What you are asked to do: Transcribe the stretch of the NLAW missile text from "The NLAW offers" through "the target type.".

Text extract:
Here's the sequence. The operator acquires a target, say a T-72B3 moving across an open field at 30 km/h. The operator tracks the tank through the NLAW's optic for a few seconds, keeping the crosshairs on the target. During this tracking phase, the NLAW's onboard computer is doing the critical work: it's measuring the target's angular rate of movement across the operator's field of view and calculating the target's speed, direction, and predicted future position at the moment of intercept.

When the operator fires, the missile launches and immediately flies autonomously, with no further input from the operator required. The NLAW's computer has already calculated where the target will be, and the missile flies to that predicted intercept point using inertial navigation. The operator can drop the tube and take cover the instant after firing.

This is the critical distinction. The NLAW uses no laser designator, no infrared seeker, no wire guidance, and no radar. There is nothing for the target to detect, jam, or spoof. Infrared countermeasures like the Russian Shtora system, designed to blind IR-seeking missiles, are useless against an NLAW because there's no IR seeker to blind. Laser warning receivers can't detect a laser that doesn't exist. Smoke screens deployed after launch are ineffective because the missile isn't tracking the tank. It's flying to where the tank will be. The only way to defeat PLOS guidance is to change speed or direction unpredictably after the missile is fired, and the missile's short flight time at close range makes that nearly impossible.

Top Attack: Hitting Where Armor Is Thinnest

The NLAW offers two attack modes. In OTA (Overfly Top Attack) mode, the default against armored vehicles, the missile flies approximately one meter above the target and detonates its warhead downward onto the tank's roof. The roof is the thinnest armor on any main battle tank, typically 20 to 40mm on Soviet-era designs compared to 800mm+ of composite armor on the frontal arc. A warhead that might bounce off a T-90's turret front will slice through its roof armor with ease.

In DA (Direct Attack) mode, the missile flies straight to the target, used against buildings, bunkers, fortifications, or vehicles where top attack isn't optimal. The operator selects the mode before firing based on the target type.

Data:
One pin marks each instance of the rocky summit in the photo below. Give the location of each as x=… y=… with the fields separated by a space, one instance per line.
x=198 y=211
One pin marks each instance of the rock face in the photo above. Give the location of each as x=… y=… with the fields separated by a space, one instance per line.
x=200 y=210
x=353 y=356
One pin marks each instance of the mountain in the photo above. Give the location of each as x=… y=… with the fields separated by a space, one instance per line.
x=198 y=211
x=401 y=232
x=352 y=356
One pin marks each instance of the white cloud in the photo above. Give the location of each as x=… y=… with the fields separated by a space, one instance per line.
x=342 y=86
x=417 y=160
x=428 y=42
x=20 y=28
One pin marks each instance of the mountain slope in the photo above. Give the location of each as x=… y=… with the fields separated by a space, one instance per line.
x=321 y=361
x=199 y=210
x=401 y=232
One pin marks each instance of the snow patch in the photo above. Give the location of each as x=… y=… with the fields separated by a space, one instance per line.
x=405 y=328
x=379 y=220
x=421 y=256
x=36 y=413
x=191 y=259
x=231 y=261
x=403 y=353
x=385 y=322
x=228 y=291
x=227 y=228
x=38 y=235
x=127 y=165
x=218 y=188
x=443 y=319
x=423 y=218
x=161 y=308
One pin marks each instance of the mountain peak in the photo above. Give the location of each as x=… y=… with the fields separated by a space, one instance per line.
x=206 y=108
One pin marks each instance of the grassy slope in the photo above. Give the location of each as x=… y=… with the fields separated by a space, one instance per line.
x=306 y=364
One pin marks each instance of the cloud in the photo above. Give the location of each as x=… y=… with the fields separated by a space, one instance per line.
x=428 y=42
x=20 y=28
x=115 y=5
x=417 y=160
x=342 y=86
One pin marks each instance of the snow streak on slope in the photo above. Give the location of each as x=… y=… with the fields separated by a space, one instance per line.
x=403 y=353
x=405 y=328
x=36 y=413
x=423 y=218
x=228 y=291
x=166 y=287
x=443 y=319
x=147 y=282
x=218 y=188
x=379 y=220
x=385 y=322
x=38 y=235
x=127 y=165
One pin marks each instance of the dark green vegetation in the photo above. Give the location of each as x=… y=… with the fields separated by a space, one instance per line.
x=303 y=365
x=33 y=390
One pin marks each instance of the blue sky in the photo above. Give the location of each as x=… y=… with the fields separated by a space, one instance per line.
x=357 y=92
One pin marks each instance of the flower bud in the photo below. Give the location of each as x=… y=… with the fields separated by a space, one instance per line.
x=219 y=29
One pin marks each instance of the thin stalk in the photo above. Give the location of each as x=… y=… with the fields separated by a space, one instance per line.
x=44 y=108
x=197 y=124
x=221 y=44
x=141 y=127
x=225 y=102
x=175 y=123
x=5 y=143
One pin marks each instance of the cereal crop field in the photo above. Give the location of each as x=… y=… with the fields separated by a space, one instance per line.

Final answer:
The NLAW offers two attack modes. In OTA (Overfly Top Attack) mode, the default against armored vehicles, the missile flies approximately one meter above the target and detonates its warhead downward onto the tank's roof. The roof is the thinnest armor on any main battle tank, typically 20 to 40mm on Soviet-era designs compared to 800mm+ of composite armor on the frontal arc. A warhead that might bounce off a T-90's turret front will slice through its roof armor with ease.

In DA (Direct Attack) mode, the missile flies straight to the target, used against buildings, bunkers, fortifications, or vehicles where top attack isn't optimal. The operator selects the mode before firing based on the target type.